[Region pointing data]
*** Begin section ***
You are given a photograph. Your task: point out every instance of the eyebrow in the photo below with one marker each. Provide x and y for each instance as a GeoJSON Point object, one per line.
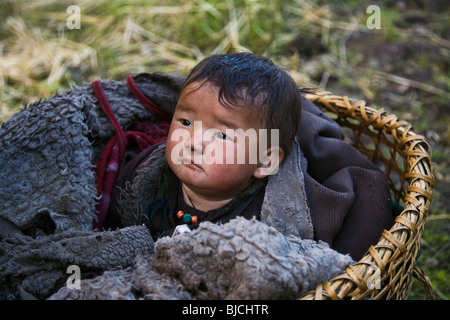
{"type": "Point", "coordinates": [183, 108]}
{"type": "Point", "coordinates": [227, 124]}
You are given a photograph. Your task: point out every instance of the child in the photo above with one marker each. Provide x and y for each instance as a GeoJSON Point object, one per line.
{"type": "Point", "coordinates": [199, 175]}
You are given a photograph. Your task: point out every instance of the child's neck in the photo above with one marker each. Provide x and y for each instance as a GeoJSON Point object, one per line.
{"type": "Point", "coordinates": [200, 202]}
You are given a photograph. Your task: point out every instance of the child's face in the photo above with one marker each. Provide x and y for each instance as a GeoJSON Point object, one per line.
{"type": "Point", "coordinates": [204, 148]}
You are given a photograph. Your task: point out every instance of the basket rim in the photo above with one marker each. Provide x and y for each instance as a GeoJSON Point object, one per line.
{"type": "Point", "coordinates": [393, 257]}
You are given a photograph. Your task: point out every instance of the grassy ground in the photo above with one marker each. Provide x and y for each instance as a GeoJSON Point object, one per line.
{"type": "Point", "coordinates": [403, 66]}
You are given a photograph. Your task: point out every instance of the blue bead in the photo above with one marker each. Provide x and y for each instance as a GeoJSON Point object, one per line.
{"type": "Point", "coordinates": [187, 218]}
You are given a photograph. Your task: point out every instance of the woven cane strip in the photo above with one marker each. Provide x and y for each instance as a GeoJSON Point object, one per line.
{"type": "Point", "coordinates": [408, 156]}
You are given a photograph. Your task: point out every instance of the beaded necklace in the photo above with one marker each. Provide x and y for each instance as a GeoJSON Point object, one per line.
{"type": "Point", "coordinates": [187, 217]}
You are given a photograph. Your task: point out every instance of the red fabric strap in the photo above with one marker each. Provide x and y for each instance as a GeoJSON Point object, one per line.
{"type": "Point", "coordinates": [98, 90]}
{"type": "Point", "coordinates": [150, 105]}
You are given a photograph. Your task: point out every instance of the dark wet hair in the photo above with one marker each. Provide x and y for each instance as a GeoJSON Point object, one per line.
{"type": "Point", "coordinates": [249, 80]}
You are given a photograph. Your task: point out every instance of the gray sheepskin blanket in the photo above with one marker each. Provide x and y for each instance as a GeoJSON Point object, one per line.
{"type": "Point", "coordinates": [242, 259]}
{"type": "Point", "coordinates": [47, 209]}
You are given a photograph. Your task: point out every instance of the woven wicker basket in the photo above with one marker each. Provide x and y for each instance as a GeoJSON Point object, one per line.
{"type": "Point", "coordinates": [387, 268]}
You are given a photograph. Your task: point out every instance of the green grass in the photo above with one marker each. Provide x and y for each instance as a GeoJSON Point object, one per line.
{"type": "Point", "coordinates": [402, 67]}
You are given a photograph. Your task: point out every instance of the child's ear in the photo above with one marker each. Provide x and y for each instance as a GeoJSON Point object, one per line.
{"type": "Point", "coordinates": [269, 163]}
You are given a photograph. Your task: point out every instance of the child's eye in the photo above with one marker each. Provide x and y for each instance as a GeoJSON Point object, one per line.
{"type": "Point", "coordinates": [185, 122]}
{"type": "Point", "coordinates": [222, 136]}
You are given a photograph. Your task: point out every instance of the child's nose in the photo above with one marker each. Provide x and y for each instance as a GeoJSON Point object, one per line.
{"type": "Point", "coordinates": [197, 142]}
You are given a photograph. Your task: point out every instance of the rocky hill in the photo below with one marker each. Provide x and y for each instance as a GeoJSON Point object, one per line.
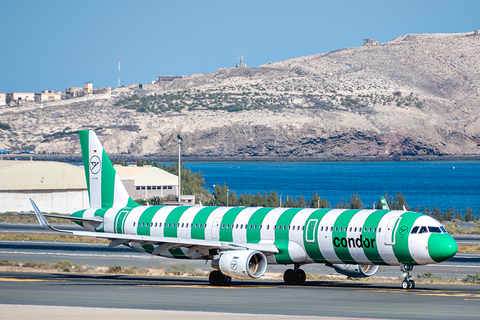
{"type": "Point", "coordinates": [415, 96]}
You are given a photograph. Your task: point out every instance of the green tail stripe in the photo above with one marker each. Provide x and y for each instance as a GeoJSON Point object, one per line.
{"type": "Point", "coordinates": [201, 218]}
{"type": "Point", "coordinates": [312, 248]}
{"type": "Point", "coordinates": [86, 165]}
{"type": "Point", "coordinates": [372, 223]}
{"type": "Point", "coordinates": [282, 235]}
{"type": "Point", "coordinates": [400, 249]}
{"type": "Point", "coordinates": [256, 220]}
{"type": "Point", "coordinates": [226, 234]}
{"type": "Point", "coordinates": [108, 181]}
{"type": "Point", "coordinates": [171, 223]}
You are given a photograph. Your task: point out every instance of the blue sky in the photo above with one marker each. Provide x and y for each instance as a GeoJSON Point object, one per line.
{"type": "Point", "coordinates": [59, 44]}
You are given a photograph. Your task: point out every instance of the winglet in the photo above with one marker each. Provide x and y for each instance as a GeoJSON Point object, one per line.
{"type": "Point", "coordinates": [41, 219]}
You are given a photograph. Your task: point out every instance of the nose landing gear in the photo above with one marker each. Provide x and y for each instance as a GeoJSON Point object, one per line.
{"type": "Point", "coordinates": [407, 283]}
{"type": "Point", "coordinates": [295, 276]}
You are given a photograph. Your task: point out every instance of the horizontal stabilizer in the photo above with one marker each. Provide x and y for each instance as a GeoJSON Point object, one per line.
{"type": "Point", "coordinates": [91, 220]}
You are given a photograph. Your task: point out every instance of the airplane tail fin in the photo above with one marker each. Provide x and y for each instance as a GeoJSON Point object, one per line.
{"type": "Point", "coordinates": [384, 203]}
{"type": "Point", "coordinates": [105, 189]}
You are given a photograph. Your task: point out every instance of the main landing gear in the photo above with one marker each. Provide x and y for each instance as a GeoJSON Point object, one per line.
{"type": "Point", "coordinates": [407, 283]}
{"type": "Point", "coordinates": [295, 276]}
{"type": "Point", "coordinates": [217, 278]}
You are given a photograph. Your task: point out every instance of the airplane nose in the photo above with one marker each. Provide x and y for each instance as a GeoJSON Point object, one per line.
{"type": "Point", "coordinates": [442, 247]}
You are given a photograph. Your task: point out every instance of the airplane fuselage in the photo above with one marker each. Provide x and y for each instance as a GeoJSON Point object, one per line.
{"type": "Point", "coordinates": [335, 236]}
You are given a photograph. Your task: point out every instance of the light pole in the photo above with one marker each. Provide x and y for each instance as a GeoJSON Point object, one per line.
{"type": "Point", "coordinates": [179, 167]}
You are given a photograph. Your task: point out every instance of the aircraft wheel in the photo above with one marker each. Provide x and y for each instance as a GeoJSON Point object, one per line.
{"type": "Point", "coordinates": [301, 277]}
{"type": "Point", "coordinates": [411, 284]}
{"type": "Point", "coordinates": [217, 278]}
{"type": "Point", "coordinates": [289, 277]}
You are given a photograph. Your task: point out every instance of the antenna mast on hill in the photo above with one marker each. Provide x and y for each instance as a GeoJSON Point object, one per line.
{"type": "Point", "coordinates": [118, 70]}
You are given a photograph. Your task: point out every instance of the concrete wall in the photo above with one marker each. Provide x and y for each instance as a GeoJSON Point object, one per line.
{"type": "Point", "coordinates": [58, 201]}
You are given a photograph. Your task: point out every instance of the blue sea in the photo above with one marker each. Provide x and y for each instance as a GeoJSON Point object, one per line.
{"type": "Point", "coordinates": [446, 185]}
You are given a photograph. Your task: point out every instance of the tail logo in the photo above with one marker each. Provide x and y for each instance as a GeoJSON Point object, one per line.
*** End section ***
-- INSTRUCTIONS TO FOLLOW --
Print the lines of the entries, exactly, from the one containing "the blue sea" down to the final line, and leave out all the others.

-- TASK OUTPUT --
You are given a photograph. Your task: point out every instance of the blue sea in the photo above with one marker each. Provide x and y for each instance as a GeoJSON Point object, one per line.
{"type": "Point", "coordinates": [446, 185]}
You are given a photograph. Your task: point out every instance of the tail logo in the photo above with one marker each. Provide x and y for each instance as a GeoJSON Point object, one per line.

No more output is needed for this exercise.